━━━━━ Provided information ━━━━━

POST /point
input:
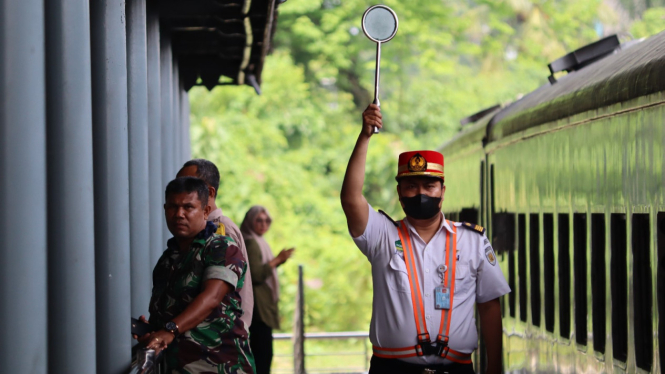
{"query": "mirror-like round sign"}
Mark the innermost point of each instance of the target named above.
(380, 23)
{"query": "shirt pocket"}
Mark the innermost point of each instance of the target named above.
(463, 279)
(397, 277)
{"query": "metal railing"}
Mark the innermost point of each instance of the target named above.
(365, 352)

━━━━━

▶ **Your task**:
Rewrite all of the data above as a numbered list, omitting blank lines and leaving the pictures out.

▶ **Complete output**:
1. POST /point
2. input:
3. {"query": "mirror-like round sign"}
4. Mark the innermost point of each instance of the target named above.
5. (380, 23)
6. {"query": "shirt pocket"}
7. Mark the innermost point of each instance of the target named above.
8. (463, 279)
9. (397, 277)
10. {"query": "metal railing"}
11. Mark the innermost point of each instance of the target named above.
12. (365, 352)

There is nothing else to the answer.